**Aim**
Extract exactly and only the lines of the data below, starting at the line with "Each instance of the maroon" and stopping after the final line.

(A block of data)

- - -

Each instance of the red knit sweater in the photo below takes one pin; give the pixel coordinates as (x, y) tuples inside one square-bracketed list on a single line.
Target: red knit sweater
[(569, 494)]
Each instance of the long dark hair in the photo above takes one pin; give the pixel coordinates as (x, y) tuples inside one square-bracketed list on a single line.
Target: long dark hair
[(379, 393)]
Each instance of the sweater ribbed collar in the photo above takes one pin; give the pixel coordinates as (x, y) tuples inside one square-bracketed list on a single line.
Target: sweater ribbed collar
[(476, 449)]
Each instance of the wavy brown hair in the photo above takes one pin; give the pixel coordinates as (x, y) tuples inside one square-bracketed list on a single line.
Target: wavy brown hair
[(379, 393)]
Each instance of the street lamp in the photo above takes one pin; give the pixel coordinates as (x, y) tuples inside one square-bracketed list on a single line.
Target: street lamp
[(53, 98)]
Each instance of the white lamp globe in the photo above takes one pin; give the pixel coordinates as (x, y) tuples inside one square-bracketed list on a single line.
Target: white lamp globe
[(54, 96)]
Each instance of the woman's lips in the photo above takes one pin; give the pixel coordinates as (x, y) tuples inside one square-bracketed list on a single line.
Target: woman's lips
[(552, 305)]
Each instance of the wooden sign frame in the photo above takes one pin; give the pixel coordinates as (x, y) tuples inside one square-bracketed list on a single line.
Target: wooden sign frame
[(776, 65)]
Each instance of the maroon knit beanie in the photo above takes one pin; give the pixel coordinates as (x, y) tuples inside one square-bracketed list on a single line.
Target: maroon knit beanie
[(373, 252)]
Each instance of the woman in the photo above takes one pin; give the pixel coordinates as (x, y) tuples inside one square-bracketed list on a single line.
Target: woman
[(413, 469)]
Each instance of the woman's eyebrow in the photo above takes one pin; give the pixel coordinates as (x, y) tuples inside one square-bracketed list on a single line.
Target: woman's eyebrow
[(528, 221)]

- - -

**Exercise response**
Each instance of the maroon knit beanie in the photo above takes one pin; give the pixel coordinates as (x, y) tuples inside one square-bracketed list on a single line.
Target: maroon knit beanie
[(373, 252)]
Each instance of the woman in the photo above takes one pin; give the pixel coordinates as (x, y) tuples inside one square-bracketed list on a single line.
Target: woman
[(413, 469)]
Each instance of the woman's eyebrow in the photo above takes one pin; give the pixel coordinates as (x, y) tuples inside one square-bracketed list on a single line.
Target: woman's eyebrow
[(528, 221)]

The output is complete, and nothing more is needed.